TASK TO COMPLETE
From the listing below, set down exactly each line beginning with the one containing "point_to finds the hawk's" and ending with the last.

--------------------

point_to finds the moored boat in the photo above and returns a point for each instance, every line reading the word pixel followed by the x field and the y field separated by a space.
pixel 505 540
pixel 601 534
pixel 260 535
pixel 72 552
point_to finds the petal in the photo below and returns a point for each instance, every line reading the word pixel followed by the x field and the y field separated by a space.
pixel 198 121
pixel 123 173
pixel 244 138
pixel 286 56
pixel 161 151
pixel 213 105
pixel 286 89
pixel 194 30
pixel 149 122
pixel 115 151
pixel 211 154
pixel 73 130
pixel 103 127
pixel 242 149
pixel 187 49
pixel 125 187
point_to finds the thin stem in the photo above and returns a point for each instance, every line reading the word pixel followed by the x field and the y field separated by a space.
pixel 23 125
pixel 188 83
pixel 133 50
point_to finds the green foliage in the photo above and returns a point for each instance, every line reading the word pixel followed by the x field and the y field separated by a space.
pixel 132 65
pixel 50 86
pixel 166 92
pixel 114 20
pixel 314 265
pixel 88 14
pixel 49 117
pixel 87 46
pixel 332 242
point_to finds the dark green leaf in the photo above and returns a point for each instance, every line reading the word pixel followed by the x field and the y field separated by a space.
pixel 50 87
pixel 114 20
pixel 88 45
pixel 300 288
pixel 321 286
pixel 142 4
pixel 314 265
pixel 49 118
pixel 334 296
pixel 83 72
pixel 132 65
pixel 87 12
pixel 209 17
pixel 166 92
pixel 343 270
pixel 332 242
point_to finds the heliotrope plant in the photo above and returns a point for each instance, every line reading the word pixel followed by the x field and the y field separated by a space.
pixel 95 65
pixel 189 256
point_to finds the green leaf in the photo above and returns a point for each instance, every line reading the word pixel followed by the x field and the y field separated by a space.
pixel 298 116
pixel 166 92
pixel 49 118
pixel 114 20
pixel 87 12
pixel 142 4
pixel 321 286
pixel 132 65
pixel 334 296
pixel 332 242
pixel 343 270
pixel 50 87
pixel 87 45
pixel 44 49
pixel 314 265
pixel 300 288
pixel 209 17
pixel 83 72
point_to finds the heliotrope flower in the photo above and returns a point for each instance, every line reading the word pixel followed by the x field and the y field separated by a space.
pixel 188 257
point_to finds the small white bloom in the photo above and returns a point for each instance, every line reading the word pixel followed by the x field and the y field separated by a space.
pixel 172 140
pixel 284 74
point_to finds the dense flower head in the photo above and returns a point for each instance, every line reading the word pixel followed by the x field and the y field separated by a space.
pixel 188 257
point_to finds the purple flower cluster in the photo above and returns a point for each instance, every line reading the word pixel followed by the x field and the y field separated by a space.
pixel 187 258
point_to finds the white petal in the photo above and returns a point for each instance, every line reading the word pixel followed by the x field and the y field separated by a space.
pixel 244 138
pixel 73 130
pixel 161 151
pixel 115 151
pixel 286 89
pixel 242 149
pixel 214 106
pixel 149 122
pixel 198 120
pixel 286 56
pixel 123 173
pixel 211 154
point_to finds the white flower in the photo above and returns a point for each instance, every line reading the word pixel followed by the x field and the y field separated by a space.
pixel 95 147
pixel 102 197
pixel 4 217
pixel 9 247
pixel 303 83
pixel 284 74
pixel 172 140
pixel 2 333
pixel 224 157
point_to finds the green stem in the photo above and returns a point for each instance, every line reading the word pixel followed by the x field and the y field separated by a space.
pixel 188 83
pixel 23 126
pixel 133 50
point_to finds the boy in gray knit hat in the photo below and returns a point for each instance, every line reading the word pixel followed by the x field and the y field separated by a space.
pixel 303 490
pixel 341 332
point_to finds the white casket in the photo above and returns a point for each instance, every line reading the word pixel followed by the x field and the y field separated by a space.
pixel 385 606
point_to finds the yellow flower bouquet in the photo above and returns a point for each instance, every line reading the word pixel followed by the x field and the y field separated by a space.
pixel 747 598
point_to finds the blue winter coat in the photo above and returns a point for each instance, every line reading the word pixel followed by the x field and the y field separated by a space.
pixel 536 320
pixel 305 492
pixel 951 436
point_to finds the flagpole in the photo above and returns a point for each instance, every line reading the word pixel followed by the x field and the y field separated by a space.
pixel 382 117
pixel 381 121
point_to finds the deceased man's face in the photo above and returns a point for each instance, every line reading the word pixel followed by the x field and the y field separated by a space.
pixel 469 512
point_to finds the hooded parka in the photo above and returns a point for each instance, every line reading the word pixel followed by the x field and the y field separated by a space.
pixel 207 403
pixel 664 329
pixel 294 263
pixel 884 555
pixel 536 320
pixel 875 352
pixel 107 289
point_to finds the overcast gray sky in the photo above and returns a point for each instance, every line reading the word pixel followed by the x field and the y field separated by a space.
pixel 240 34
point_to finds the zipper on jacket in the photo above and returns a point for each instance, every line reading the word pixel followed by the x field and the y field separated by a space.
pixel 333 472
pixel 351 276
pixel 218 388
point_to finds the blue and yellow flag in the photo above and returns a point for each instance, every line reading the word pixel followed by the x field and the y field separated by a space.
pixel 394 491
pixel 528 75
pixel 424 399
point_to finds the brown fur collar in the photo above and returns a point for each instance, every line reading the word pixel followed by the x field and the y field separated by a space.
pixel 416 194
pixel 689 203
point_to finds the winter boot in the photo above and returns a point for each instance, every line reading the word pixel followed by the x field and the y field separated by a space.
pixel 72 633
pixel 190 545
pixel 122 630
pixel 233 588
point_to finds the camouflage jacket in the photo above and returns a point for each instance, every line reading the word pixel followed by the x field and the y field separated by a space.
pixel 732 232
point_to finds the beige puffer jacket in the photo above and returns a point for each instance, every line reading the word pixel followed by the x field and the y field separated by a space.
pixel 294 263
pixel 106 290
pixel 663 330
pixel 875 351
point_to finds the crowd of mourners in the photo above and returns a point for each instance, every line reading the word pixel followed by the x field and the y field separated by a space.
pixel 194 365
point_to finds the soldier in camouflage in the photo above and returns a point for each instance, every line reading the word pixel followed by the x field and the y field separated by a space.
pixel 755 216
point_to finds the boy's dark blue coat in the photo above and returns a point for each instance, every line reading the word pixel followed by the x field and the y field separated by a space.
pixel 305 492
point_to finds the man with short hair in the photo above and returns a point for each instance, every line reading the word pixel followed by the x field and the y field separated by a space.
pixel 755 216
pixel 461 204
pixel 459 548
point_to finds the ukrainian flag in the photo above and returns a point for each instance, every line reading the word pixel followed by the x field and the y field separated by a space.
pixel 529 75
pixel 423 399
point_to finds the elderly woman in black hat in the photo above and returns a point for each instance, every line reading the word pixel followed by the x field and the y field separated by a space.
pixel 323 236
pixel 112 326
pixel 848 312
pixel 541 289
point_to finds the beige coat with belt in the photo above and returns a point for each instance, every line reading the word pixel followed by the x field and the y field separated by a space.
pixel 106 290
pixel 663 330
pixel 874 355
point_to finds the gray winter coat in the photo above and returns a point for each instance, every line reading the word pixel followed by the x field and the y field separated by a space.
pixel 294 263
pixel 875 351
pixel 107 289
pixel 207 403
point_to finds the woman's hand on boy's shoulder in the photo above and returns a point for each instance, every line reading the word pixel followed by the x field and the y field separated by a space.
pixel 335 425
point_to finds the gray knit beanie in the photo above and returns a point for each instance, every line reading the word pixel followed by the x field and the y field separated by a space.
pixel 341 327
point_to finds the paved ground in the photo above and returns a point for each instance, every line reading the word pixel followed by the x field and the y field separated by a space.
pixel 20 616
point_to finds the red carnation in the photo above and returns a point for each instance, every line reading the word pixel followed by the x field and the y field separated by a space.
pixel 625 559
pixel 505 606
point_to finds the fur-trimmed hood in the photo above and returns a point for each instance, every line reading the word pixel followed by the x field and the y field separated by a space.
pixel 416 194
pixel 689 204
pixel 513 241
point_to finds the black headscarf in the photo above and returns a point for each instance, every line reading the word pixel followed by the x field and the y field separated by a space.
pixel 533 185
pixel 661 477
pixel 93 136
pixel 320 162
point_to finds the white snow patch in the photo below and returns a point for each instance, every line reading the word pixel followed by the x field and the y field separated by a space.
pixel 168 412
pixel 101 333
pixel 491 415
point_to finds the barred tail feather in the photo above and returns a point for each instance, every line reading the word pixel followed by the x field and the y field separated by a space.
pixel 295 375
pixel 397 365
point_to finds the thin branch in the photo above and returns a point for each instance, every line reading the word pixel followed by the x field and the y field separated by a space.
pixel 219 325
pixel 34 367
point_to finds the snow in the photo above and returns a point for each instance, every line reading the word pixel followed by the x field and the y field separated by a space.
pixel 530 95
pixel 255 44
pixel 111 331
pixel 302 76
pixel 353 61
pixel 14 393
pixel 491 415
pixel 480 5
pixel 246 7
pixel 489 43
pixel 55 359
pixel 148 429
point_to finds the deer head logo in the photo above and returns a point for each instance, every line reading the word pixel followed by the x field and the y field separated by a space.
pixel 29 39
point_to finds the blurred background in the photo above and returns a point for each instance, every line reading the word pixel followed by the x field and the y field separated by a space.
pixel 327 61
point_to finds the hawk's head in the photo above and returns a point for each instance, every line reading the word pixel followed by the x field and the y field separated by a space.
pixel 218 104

--------------------

WORKED SOLUTION
point_to finds the hawk's head in the photo above and returns a point for each instance, every line reading the word pixel followed by the x field and the y field separated by a space.
pixel 218 104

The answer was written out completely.